About this task:
All lines in the entries below that hold "each" make up the answer.

Extracted records:
+--

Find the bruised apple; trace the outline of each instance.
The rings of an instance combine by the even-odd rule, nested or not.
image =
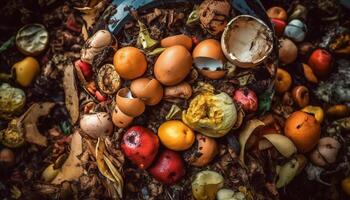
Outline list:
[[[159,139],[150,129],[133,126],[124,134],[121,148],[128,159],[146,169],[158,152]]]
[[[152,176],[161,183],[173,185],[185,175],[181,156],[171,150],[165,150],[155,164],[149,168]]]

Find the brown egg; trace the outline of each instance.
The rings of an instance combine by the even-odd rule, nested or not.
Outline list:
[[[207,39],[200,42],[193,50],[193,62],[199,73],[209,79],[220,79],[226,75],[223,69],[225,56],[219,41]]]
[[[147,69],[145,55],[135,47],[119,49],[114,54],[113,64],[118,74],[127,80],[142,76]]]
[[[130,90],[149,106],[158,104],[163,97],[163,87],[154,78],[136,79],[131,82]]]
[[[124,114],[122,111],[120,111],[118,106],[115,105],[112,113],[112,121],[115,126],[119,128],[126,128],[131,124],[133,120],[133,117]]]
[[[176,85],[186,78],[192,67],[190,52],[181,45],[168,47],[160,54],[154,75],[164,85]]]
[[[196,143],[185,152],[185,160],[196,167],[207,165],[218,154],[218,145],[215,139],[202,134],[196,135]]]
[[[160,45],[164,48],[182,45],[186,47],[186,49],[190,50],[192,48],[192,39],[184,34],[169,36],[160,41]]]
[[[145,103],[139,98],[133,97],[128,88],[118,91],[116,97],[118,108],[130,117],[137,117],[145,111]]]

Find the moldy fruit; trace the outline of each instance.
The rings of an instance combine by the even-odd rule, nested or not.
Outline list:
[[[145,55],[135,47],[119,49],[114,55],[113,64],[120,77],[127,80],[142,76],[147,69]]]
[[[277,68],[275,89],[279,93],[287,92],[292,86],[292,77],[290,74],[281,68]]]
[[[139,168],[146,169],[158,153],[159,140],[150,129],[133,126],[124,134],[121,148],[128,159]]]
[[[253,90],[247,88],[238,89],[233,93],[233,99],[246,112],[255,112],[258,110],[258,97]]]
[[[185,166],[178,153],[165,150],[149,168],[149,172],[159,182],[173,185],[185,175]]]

+--

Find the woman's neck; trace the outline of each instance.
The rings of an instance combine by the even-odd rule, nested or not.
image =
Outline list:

+--

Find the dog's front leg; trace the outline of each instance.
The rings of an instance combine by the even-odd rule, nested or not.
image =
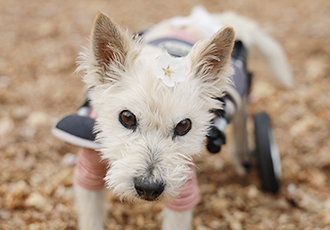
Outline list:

+--

Solved exercise:
Find the bruised apple; trace the outline of each instance.
Find the brown egg; trace the outline of each instance.
Find the moldy fruit; trace the outline of each instance.
Find the woman's neck; trace the outline of each instance.
Find the dog's front leg; trace the outline of each instance.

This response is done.